*Extract provided*
········

SECURITY OWNERSHIP OF
CERTAIN BENEFICIAL OWNERS AND MANAGEMENT
The following table sets forth beneficial ownership of the Company’s common stock as of [•], 2026, by:
| · | each person known to be the beneficial owner of more than 5% of the outstanding common stock of the Company; |
| · | each of the Company’s executive officers and directors; and |
| · | all of the Company’s current executive officers and directors as a group. |
This table is based upon information supplied by officers, directors and principal stockholders and Schedules 13G filed with the SEC. Unless otherwise indicated in the footnotes to this table and subject to community property laws where applicable, we believe that each of the stockholders named in this table has sole voting and investment power with respect to the shares indicated as beneficially owned. Applicable percentages are based on [•] shares outstanding on [•], 2026, adjusted as required by rules promulgated by the SEC.
Unless otherwise indicated, the address of each beneficial owner listed in the table below is c/o Vaxart, Inc., 310 Utah Ave, Suite 150, South San Francisco, California 94080.

········

Rows from a dataset:
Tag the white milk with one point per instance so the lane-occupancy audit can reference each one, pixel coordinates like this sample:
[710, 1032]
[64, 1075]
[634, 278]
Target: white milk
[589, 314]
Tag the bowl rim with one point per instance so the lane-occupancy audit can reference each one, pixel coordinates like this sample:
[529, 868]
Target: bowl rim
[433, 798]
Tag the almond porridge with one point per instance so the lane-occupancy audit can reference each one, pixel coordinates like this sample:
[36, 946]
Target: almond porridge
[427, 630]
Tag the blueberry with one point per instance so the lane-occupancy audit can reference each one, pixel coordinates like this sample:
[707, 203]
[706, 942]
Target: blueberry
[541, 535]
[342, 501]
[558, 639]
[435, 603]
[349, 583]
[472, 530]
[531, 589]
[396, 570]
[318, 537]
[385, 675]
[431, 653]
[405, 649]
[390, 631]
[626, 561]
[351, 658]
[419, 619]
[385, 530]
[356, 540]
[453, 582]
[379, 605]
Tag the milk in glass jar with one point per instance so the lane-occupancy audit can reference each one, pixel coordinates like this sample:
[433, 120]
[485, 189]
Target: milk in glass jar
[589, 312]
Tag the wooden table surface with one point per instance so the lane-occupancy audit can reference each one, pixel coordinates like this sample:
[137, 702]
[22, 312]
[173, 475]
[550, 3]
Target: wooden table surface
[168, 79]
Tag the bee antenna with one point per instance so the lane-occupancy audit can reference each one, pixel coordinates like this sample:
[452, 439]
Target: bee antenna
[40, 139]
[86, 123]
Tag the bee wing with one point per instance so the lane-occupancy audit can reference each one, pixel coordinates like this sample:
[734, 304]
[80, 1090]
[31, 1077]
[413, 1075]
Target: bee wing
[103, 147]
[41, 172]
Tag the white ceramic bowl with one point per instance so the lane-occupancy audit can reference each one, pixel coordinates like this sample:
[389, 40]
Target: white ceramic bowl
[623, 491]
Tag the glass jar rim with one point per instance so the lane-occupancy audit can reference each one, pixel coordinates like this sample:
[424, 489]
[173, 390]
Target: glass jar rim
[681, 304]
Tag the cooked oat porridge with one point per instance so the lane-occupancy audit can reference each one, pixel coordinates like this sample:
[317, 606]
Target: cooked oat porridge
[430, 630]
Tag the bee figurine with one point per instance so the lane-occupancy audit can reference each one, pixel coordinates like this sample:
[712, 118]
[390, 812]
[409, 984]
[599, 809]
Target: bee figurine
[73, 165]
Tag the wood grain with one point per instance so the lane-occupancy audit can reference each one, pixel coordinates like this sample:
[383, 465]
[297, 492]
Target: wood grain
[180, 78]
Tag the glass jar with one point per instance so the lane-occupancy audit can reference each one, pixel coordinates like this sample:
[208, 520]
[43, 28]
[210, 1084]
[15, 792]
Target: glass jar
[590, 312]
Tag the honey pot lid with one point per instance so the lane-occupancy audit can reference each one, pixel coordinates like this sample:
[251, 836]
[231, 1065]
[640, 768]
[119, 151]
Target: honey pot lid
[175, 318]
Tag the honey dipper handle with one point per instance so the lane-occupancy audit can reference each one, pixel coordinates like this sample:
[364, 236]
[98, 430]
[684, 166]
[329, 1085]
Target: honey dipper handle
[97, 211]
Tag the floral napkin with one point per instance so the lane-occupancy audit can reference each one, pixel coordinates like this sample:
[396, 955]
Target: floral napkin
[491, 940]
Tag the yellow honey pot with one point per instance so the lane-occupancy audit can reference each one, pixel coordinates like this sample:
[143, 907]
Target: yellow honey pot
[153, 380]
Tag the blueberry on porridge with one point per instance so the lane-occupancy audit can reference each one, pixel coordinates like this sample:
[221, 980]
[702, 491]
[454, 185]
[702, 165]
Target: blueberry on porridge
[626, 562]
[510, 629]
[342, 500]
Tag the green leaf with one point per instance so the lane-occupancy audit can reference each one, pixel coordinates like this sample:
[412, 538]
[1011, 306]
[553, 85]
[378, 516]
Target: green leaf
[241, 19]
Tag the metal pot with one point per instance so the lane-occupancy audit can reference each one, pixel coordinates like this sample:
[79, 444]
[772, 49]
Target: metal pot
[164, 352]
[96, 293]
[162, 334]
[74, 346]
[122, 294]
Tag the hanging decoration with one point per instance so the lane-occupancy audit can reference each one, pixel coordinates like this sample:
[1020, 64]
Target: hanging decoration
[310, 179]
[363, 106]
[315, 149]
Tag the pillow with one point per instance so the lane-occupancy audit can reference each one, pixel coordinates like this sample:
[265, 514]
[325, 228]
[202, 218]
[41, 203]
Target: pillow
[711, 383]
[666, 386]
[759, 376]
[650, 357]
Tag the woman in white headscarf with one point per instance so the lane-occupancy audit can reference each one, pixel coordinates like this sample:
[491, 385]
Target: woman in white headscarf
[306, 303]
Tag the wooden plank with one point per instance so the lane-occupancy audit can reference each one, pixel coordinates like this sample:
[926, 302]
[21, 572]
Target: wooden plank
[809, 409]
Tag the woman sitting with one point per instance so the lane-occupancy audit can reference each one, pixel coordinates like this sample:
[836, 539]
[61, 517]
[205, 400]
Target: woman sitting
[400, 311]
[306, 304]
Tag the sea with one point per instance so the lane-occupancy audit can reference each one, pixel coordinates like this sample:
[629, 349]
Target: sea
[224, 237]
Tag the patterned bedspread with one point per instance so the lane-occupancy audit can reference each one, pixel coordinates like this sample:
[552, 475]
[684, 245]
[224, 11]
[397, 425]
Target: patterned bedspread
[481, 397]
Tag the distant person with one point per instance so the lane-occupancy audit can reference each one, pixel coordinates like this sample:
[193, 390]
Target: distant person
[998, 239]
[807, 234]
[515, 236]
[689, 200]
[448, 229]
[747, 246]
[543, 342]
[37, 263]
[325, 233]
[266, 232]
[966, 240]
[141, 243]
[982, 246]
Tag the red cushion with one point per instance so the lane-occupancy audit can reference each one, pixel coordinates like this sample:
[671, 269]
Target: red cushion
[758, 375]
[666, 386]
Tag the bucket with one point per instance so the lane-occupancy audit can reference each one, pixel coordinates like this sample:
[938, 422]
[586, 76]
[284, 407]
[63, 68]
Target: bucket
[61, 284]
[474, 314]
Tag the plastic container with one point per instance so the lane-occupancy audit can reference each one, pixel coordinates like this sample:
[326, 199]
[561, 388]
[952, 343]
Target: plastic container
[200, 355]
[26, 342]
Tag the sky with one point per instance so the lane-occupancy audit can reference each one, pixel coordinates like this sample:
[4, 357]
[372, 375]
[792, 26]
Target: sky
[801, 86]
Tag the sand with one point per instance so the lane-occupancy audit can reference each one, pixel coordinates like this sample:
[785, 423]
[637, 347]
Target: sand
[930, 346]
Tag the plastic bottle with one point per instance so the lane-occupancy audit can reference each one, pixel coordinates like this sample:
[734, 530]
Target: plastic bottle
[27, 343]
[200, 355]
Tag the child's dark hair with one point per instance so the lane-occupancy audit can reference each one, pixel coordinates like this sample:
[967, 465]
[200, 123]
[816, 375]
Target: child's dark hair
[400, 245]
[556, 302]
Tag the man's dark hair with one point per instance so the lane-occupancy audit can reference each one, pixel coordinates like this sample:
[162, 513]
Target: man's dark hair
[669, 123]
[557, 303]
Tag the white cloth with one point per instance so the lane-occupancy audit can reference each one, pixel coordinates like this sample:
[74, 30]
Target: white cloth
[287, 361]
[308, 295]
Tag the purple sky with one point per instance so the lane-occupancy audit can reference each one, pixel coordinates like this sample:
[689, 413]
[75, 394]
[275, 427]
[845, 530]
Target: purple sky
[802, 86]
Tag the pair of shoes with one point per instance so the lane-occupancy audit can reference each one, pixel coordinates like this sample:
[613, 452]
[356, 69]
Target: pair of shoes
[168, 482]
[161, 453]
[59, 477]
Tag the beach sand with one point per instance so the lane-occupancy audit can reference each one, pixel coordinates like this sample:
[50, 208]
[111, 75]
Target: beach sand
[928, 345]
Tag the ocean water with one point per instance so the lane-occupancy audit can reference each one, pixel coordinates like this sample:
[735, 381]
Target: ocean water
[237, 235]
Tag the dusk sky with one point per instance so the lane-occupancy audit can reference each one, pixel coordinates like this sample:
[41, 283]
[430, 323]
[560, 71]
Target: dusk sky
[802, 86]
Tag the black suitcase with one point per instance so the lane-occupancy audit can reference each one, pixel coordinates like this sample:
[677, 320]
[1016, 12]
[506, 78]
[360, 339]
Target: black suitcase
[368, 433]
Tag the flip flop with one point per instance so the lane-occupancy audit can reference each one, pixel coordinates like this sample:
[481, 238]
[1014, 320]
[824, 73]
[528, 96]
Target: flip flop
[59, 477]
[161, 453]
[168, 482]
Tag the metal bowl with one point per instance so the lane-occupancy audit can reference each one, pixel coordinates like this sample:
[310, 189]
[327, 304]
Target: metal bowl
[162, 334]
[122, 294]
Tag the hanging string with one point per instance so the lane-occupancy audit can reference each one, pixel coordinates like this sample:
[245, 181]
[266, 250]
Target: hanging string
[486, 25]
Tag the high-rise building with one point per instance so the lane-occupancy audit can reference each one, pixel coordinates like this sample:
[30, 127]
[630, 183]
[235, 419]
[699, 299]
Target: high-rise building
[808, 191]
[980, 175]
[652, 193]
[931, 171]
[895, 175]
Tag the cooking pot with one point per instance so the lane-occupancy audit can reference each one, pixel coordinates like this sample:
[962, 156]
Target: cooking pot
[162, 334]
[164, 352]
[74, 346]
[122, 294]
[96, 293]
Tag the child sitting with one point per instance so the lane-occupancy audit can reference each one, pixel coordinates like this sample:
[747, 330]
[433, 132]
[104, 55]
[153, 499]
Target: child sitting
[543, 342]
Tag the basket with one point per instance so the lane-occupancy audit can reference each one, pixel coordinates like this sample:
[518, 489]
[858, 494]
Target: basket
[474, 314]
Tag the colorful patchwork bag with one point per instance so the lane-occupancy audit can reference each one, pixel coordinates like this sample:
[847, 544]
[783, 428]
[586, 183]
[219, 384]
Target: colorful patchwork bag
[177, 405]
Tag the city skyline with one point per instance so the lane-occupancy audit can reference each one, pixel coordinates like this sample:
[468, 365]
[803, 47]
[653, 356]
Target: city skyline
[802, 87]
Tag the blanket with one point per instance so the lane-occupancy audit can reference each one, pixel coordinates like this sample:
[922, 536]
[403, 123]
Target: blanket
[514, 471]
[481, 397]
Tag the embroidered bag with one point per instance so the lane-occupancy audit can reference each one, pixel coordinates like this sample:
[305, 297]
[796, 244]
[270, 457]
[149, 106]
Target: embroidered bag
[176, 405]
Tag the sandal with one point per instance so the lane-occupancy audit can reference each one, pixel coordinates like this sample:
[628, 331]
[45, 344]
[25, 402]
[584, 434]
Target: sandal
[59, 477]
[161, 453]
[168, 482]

········

*Problems to work on*
1. Answer the following from the ownership extract, one line each:
(a) What share of the outstanding common stock must a person beneficially own to be listed as a major holder?
(b) Which SEC filings, besides information from officers, directors and principal stockholders, does the table draw on?
(c) What is the default address given for each beneficial owner?
2. Recast the paragraph of the ownership extract beginning "This table is based upon information" as a short bulleted list that keeps its main facts.
Rely solely on the ownership extract above when responding.

*The answers*
1.
(a) More than 5%.
(b) Schedules 13G filed with the SEC.
(c) c/o Vaxart, Inc., 310 Utah Ave, Suite 150, South San Francisco, California 94080.

2.
- Sources: information from officers, directors and principal stockholders, and Schedules 13G filed with the SEC.
- Each named stockholder is believed to hold sole voting and investment power over the listed shares, unless the footnotes state otherwise and subject to community property laws.
- Percentages rest on the shares outstanding on a specified 2026 date, adjusted as SEC rules require.